Activity
When duplicating the records beneath this instruction, omit every picture and keep all else exact.
*** Listed records Section Begins ***
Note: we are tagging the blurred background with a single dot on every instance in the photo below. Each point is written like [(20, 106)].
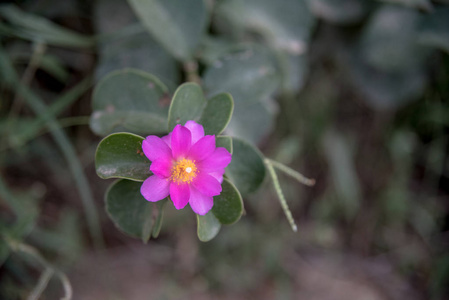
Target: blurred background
[(352, 93)]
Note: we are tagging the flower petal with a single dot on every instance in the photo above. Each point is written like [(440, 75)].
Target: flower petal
[(197, 130), (200, 203), (154, 147), (180, 141), (207, 184), (203, 148), (162, 166), (219, 160), (154, 188), (179, 194)]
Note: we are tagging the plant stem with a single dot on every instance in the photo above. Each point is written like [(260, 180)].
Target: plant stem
[(296, 175)]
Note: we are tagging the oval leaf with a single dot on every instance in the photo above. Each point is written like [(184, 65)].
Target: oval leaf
[(217, 114), (120, 155), (187, 104), (228, 206), (225, 142), (129, 100), (246, 170), (129, 211), (208, 226), (250, 75), (176, 24)]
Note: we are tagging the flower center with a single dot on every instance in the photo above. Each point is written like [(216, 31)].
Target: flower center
[(183, 171)]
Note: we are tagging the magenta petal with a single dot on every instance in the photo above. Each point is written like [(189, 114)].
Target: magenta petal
[(196, 130), (179, 194), (154, 147), (162, 166), (154, 188), (203, 148), (220, 159), (200, 203), (180, 141), (167, 139), (207, 185)]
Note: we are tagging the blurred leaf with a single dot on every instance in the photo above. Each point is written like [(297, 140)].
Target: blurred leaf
[(285, 25), (339, 11), (208, 226), (389, 42), (4, 249), (386, 90), (127, 208), (25, 208), (177, 25), (39, 29), (120, 155), (434, 29), (160, 214), (246, 170), (225, 142), (129, 100), (187, 104), (217, 114), (420, 4), (249, 75), (228, 206), (343, 172), (126, 44)]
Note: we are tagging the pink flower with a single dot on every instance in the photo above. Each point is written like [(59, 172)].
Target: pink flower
[(187, 166)]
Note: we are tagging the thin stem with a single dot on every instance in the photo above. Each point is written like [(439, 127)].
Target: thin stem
[(280, 194), (28, 74), (41, 284), (296, 175)]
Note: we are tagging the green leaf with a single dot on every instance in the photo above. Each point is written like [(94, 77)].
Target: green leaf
[(120, 155), (228, 206), (129, 100), (285, 24), (246, 170), (208, 226), (177, 25), (187, 104), (129, 211), (39, 29), (160, 213), (125, 43), (225, 142), (217, 114)]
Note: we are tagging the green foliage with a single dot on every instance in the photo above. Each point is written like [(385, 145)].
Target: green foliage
[(129, 100), (246, 170), (228, 206)]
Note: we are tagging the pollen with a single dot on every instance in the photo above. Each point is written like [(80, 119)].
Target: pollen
[(183, 171)]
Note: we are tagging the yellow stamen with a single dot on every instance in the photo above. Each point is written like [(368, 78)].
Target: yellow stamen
[(183, 171)]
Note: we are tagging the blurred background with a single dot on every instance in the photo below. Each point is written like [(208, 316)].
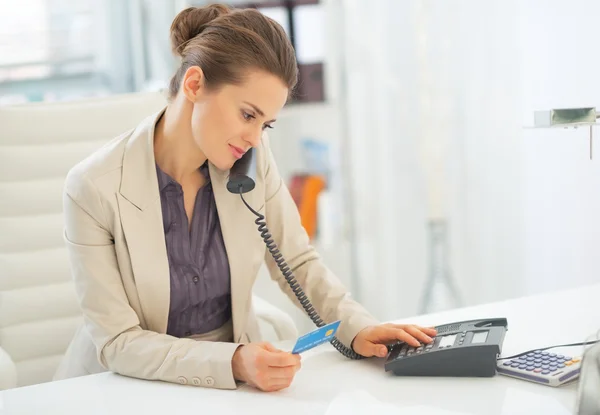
*** Listed records Section Ends ***
Exercise answer
Note: we are tagging the blurred background with a single dot on every instance in the photo below. Each point is written like [(20, 106)].
Target: blurred background
[(352, 93)]
Note: we are tagging the flower petal with a single dot on every instance in the photo above. Each point is written like [(440, 75)].
Target: flower petal
[(197, 130), (200, 203), (154, 147), (180, 141), (207, 184), (203, 148), (162, 166), (219, 160), (154, 188), (179, 194)]
Note: we are tagging the plant stem with a single dot on every instance in the photo above. Each point is written like [(260, 180)].
Target: plant stem
[(296, 175)]
Note: we are tagging the oval leaf with a single dot on every instance in the photo above. Each point is written like [(184, 65)].
Target: oval leaf
[(217, 114), (120, 155), (187, 104), (228, 206), (225, 142), (129, 100), (246, 170), (129, 211), (208, 226), (250, 75), (176, 24)]
Note: we are tagging the flower center with a single dot on every instance in the photo above. Each point is written like [(216, 31)].
Target: flower center
[(183, 171)]
Note: we are tagging the magenta petal with a single dot on every instance in the photo above. Each point is written like [(189, 114)].
Target: magenta petal
[(196, 130), (179, 194), (154, 147), (162, 166), (154, 188), (203, 148), (220, 159), (200, 203), (180, 141), (167, 139), (207, 185)]
Note: we are tagging the blurred leaf with a single dot on every instance in the photo above. Each point is written like [(297, 140)].
Target: blurred leaf
[(285, 25), (339, 11), (208, 226), (389, 42), (4, 249), (386, 90), (127, 208), (25, 208), (177, 25), (39, 29), (120, 155), (434, 29), (160, 214), (246, 170), (225, 142), (129, 100), (187, 104), (217, 114), (420, 4), (249, 75), (228, 206), (343, 172), (126, 44)]
Note: we are tagging the pink flower with a single dot on every instance in the photo above. Each point is written like [(59, 172)].
Target: pink flower
[(187, 166)]
Note: we are tagging the thin stem with a single dot on every instance in the photo above. Each point is written like [(439, 127)].
Target: thin stem
[(280, 194), (28, 74), (41, 284), (296, 175)]
Note: we are tagging the green leaf with a single dot on every instance in the photo above. Each point is written like [(94, 77)].
Target: green leaf
[(120, 155), (228, 206), (129, 100), (285, 24), (246, 170), (208, 226), (177, 25), (187, 104), (129, 211), (39, 29), (160, 213), (125, 43), (225, 142), (217, 114)]
Note: we are tagging the green foliage with a single dot on every instance in the photo above. Each point is written like [(385, 145)].
Target: green foliage
[(129, 100), (246, 170), (228, 206)]
Note: we are tagging the pollen with a single dot on every instance in the photo above. Each point is written like [(80, 119)].
Target: pollen
[(183, 171)]
Note: we are tagging the yellow stamen with a single dot on every instance in the photo above. Each point is written like [(368, 78)].
Target: yellow stamen
[(183, 171)]
Note: we are tagging the blurred background with a single dot on every instance in the photo below. Each point is written like [(208, 316)].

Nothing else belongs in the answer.